» **Data in this exercise**
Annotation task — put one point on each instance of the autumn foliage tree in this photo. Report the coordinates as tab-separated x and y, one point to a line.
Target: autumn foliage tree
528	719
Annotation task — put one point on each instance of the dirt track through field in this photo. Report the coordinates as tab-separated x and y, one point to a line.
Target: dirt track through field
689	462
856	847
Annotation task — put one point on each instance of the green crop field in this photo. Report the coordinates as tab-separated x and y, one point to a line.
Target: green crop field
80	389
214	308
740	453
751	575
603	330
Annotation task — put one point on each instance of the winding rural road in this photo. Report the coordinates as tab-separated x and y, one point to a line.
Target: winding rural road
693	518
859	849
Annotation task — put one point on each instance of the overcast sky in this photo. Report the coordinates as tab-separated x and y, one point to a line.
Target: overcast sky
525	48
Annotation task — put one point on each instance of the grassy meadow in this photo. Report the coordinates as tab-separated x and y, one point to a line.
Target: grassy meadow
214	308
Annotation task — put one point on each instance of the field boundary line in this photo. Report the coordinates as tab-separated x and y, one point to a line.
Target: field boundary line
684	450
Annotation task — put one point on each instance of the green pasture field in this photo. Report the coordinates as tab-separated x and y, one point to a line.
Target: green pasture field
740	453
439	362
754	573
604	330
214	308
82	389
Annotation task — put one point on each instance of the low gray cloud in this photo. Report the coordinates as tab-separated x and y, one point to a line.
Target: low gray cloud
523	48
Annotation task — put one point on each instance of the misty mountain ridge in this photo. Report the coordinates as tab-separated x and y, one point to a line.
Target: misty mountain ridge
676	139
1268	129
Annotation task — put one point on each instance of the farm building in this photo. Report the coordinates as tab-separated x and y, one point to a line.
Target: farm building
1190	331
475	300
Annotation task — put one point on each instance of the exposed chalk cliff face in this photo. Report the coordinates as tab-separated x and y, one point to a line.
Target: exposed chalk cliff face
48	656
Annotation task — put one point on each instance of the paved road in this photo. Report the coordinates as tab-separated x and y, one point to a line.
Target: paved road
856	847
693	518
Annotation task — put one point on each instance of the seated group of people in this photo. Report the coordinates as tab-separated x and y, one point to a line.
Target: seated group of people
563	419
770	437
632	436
--
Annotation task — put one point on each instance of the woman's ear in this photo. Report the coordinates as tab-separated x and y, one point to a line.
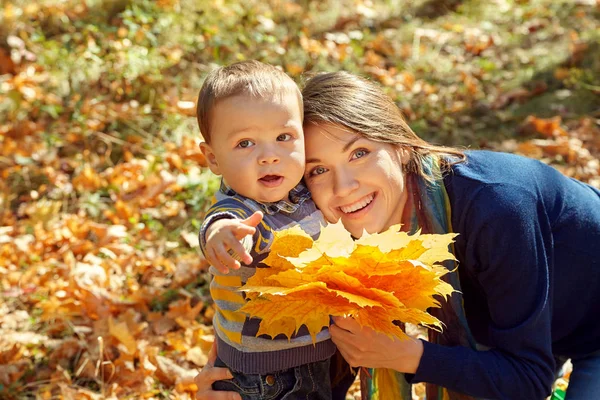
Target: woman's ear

» **Task statement**
From the line with "of the woman's" to the line with "Target: woman's ear", rewrite the material with "in this photo" replaced by "in this image" and everything else unchanged. Leave the picture out of your answer.

» **Exercise answer**
Annotation task — put one point on each instance of the woman's ear in this image. Report the coordinates as tab-separated x and y, one point to a line.
Target: woman's ear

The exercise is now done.